╔══

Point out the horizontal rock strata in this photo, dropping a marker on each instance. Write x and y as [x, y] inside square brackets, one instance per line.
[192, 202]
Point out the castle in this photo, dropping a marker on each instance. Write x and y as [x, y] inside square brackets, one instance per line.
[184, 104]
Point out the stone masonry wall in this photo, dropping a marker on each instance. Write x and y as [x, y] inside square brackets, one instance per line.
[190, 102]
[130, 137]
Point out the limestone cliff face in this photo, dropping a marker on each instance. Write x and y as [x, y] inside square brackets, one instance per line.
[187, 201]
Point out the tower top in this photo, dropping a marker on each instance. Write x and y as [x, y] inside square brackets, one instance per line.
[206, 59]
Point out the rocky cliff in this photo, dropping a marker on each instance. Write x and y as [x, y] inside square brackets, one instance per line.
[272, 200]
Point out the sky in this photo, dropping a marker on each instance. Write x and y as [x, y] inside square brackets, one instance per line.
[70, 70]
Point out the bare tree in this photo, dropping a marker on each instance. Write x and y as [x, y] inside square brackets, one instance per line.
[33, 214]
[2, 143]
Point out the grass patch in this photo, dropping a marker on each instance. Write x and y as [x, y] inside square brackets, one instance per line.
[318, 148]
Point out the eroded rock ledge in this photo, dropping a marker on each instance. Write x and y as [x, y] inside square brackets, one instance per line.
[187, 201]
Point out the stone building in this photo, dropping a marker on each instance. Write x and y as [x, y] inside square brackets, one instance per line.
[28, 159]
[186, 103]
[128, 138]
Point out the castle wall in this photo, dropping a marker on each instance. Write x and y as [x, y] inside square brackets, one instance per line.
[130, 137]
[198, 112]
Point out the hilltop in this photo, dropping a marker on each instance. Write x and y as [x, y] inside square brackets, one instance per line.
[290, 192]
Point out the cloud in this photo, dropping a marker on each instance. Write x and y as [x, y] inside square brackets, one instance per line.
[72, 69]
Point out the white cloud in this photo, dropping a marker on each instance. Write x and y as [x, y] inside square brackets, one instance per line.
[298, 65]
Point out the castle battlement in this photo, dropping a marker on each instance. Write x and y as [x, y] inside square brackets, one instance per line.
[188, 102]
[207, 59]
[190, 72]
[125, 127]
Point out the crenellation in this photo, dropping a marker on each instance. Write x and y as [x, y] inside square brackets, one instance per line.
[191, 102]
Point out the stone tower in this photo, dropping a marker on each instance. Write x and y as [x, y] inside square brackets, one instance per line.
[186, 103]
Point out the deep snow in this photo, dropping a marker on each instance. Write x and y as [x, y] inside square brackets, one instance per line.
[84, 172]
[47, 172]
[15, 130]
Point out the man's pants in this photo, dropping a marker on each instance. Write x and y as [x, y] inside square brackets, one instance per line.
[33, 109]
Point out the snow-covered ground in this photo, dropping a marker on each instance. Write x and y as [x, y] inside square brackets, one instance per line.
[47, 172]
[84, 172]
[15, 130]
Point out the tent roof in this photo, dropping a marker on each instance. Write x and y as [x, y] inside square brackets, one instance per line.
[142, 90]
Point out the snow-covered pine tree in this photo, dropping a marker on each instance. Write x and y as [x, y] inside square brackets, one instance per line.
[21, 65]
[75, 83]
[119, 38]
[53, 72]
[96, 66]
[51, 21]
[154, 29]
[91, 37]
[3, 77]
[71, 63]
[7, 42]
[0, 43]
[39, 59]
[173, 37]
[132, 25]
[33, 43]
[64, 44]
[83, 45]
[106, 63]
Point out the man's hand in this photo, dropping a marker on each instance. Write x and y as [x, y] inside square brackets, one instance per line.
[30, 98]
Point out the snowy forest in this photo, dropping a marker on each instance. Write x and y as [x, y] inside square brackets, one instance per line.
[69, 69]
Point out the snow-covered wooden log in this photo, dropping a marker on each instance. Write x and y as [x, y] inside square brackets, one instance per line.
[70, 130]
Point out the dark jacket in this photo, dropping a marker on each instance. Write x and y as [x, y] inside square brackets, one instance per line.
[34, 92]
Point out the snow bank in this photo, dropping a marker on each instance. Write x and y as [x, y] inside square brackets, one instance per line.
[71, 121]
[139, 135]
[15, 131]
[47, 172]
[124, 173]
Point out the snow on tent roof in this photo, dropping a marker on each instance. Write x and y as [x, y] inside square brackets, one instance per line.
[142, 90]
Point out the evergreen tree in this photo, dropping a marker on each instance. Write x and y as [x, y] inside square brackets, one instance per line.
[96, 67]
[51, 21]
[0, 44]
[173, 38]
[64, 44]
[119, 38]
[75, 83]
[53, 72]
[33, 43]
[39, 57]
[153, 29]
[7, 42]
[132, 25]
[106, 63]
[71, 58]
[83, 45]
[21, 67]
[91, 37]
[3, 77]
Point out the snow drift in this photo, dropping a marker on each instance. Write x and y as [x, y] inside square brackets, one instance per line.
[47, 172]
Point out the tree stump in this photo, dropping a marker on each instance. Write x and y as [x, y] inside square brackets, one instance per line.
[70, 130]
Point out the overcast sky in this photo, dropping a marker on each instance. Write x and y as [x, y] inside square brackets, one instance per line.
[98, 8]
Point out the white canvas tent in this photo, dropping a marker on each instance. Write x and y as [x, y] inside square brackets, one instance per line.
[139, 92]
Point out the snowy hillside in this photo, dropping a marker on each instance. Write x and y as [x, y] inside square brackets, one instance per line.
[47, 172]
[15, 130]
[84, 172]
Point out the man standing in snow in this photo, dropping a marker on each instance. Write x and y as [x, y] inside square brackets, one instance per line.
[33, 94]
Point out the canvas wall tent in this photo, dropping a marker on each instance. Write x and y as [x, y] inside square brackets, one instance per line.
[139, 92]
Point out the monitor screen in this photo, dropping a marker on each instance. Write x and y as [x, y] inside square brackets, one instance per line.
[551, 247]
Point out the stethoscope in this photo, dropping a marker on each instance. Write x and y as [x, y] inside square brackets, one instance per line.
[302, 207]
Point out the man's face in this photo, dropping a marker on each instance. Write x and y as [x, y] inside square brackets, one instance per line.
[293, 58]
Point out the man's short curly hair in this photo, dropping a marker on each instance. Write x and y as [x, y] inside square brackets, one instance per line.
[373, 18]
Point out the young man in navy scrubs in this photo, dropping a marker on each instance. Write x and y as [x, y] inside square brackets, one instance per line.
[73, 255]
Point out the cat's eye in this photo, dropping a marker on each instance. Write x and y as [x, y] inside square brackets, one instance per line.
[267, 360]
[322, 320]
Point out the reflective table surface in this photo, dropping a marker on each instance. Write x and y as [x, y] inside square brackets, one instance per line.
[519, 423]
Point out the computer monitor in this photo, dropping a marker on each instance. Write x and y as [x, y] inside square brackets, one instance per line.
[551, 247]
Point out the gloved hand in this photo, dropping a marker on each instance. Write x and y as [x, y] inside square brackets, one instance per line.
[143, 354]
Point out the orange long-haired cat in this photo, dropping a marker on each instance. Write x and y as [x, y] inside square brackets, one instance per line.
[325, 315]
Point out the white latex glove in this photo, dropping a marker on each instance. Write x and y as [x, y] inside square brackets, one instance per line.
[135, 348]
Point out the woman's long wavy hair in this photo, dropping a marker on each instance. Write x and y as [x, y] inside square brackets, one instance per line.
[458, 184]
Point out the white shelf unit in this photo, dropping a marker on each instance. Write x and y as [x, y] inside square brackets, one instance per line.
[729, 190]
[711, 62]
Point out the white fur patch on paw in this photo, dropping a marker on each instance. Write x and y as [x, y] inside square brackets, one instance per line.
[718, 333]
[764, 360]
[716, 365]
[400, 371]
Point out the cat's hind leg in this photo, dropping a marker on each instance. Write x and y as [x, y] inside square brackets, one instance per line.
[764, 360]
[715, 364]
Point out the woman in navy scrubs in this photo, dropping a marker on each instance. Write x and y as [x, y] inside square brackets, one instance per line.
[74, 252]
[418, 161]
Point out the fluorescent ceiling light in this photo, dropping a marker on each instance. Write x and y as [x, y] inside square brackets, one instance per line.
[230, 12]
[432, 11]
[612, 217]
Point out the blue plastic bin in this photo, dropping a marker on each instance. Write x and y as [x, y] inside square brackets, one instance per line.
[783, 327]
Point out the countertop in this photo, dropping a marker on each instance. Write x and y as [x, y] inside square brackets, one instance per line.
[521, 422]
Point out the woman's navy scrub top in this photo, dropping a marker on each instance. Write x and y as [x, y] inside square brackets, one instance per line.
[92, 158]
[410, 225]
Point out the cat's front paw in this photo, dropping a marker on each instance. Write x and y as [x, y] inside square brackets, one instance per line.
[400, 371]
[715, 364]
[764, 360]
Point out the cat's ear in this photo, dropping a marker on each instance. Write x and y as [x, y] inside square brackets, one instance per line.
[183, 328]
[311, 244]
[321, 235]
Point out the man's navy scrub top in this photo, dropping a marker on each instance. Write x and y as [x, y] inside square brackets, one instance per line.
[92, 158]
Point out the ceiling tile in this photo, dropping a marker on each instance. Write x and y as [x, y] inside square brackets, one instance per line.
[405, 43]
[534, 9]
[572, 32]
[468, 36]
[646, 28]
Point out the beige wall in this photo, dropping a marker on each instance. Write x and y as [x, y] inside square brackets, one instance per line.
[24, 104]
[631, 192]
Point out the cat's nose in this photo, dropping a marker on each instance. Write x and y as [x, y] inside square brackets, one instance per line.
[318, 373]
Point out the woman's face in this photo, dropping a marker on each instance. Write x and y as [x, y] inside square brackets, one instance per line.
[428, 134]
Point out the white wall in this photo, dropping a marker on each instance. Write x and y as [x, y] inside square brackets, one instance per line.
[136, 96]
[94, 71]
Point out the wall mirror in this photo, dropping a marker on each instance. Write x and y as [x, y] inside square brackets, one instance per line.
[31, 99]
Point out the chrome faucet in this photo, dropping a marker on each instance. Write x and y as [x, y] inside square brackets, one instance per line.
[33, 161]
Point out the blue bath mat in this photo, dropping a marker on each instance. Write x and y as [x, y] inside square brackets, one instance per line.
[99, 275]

╚══

* [GIVEN TASK]:
Would you give again, word for word, every line from the one with "Point out the white wall" through the final line of the listing above?

* [FULL SOLUTION]:
Point out the white wall in this photo, dropping a marker on each instance. Write x and y as [x, y] inside square brackets, one instance per line.
[136, 96]
[94, 71]
Point out the wall mirror in this photo, dropping a marker on each instance. Write x and y as [x, y] inside square brackets, one instance per line.
[31, 99]
Point out the chrome faucet in this photo, dropping a marker on each instance. Write x and y as [x, y] inside square brackets, one instance per line.
[33, 161]
Point out the blue bath mat in this photo, dropping a marker on each instance. Write x and y as [x, y] inside square brackets, one instance per line.
[99, 275]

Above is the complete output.